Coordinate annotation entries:
** Begin **

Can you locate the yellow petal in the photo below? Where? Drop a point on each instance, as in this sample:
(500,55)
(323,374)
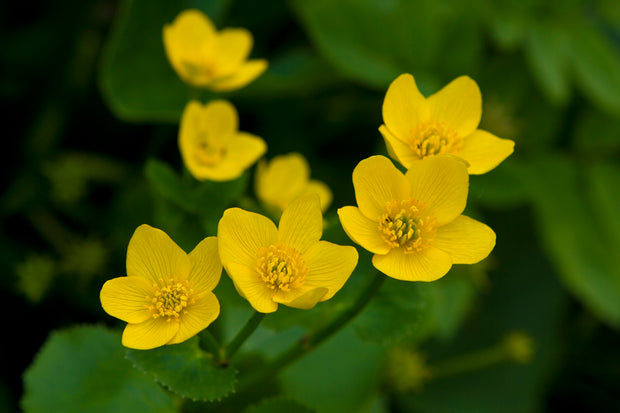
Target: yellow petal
(397,149)
(126,298)
(240,234)
(196,317)
(151,254)
(231,50)
(305,301)
(426,265)
(377,181)
(251,287)
(152,333)
(282,179)
(189,42)
(363,231)
(441,184)
(466,240)
(244,75)
(301,224)
(404,107)
(484,151)
(458,105)
(322,190)
(329,266)
(206,266)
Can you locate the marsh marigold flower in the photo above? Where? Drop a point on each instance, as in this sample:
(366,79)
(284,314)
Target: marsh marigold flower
(204,57)
(166,296)
(285,178)
(286,265)
(211,145)
(413,222)
(417,128)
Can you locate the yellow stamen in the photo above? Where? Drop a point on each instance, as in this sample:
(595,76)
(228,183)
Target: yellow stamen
(434,138)
(281,267)
(405,225)
(170,298)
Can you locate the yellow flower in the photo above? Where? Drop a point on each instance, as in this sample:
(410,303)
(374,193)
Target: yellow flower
(413,222)
(285,265)
(416,127)
(166,297)
(285,178)
(204,57)
(211,145)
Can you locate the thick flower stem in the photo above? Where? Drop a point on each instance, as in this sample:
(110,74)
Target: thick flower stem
(313,339)
(229,351)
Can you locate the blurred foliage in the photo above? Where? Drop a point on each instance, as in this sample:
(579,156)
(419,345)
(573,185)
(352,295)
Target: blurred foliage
(92,108)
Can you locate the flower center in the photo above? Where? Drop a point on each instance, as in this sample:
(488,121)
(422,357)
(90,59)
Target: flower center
(170,298)
(433,138)
(209,151)
(404,225)
(281,267)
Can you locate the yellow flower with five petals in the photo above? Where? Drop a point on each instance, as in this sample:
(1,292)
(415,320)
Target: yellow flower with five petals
(166,297)
(416,127)
(413,222)
(285,178)
(204,57)
(211,145)
(285,265)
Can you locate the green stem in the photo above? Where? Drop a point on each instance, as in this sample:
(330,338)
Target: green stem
(314,339)
(469,362)
(210,344)
(229,351)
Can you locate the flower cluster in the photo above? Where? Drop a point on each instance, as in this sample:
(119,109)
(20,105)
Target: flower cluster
(412,222)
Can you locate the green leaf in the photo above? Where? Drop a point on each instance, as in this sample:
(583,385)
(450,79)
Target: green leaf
(597,66)
(82,369)
(136,79)
(186,370)
(372,41)
(548,57)
(577,246)
(400,310)
(279,405)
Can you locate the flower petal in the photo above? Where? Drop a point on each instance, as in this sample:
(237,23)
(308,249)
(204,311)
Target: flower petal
(151,254)
(322,190)
(251,287)
(196,317)
(244,75)
(282,179)
(301,224)
(484,151)
(232,48)
(466,240)
(363,231)
(397,149)
(190,39)
(404,107)
(154,332)
(377,181)
(240,234)
(126,298)
(305,301)
(458,105)
(426,265)
(441,183)
(329,265)
(206,266)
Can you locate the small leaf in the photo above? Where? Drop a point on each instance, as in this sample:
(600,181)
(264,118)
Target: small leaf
(82,369)
(186,370)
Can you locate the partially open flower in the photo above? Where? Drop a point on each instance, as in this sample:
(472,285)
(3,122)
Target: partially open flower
(211,145)
(204,57)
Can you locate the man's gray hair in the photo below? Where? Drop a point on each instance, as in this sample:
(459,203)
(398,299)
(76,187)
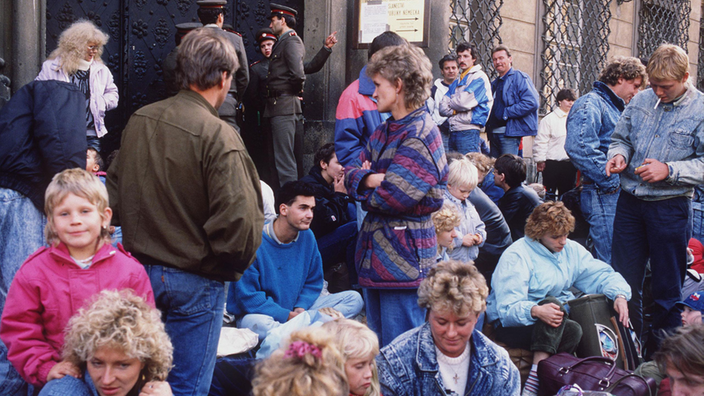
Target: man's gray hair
(202,57)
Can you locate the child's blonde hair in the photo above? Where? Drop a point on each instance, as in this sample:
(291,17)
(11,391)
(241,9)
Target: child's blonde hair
(356,341)
(463,174)
(309,364)
(80,183)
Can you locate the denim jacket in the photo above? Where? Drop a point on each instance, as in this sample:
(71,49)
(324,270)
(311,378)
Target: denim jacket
(408,366)
(672,133)
(590,123)
(521,101)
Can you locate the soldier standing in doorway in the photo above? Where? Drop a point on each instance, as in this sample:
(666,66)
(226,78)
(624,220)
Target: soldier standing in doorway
(284,93)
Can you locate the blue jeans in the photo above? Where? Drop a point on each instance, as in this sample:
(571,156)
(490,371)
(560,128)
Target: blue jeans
(698,221)
(192,309)
(599,209)
(659,231)
(502,144)
(465,141)
(391,312)
(21,234)
(348,303)
(340,246)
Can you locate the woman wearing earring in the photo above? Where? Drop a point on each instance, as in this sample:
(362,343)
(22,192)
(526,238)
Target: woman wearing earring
(120,344)
(77,61)
(400,184)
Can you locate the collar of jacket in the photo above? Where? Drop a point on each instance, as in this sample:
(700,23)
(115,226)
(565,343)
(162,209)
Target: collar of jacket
(198,99)
(409,118)
(61,254)
(604,91)
(366,85)
(480,357)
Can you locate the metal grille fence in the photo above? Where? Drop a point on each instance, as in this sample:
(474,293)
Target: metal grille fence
(477,22)
(700,59)
(663,21)
(575,43)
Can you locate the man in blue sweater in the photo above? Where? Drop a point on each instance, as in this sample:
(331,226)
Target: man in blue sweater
(286,278)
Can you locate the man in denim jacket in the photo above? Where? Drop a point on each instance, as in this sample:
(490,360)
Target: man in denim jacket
(658,148)
(590,123)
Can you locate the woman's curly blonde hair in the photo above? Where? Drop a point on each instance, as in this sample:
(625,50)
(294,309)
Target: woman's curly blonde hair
(121,320)
(73,43)
(356,341)
(306,375)
(454,286)
(549,218)
(408,64)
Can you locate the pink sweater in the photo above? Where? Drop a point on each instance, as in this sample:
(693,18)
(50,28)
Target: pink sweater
(47,290)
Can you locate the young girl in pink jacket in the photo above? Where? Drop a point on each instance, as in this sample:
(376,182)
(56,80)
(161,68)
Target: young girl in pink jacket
(54,282)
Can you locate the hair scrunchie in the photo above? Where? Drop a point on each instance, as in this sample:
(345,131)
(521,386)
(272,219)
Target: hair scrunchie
(300,348)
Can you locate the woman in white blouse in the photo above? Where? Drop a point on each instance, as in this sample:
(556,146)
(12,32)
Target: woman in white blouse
(549,147)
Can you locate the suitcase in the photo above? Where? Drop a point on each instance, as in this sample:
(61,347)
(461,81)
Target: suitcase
(603,335)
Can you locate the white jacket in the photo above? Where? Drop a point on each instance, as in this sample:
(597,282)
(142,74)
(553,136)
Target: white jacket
(103,91)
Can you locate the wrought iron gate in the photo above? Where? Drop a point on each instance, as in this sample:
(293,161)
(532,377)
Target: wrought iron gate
(141,35)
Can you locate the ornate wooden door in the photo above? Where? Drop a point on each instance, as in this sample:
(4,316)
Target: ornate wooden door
(141,35)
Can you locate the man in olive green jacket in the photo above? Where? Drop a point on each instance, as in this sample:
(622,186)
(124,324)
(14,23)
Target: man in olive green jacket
(188,198)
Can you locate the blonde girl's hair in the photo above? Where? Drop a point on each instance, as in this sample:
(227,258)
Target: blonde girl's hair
(356,341)
(78,182)
(73,43)
(120,320)
(463,174)
(308,364)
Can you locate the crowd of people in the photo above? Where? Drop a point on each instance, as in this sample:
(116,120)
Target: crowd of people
(375,273)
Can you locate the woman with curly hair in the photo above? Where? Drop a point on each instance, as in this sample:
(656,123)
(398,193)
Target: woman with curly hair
(309,364)
(359,347)
(120,343)
(400,183)
(447,355)
(532,282)
(77,60)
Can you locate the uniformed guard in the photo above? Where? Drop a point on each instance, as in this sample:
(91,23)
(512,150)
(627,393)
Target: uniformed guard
(284,86)
(211,14)
(168,67)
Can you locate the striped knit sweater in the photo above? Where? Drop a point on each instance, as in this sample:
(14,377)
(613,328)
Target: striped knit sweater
(397,245)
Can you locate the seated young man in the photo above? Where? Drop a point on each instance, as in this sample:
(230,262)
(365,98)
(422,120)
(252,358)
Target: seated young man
(286,278)
(518,201)
(334,221)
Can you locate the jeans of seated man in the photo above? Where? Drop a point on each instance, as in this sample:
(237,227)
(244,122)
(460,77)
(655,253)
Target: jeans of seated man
(348,303)
(192,310)
(21,234)
(337,247)
(464,142)
(599,210)
(502,144)
(659,231)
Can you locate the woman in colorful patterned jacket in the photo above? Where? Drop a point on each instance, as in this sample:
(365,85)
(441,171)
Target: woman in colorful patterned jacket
(400,183)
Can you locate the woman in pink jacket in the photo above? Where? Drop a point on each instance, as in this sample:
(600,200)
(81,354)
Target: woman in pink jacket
(55,282)
(77,60)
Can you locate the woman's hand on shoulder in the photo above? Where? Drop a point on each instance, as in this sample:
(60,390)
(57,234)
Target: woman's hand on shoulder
(63,369)
(159,388)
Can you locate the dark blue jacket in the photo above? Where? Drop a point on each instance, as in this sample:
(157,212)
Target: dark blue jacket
(521,101)
(409,367)
(43,131)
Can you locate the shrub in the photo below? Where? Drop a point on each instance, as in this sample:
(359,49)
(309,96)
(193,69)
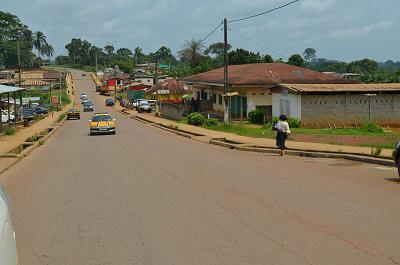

** End **

WHAT THIS TASK INVOLVES: Return every line of the records that contains the string "blue", with case counting in the match.

FULL ANSWER:
Can you locate the blue jeans in the photo above? Where? Drop a point on each instance, as in this sample:
Target: blue jeans
Can you locate the man in blue sweater in the photo above? Where? Drop a point on each instance, as in this sample:
Target: man in blue sweater
Can you locate the dark blue jacket in the photo above? Where? Drop a point on each instance, as in this sample:
Target: dark blue jacket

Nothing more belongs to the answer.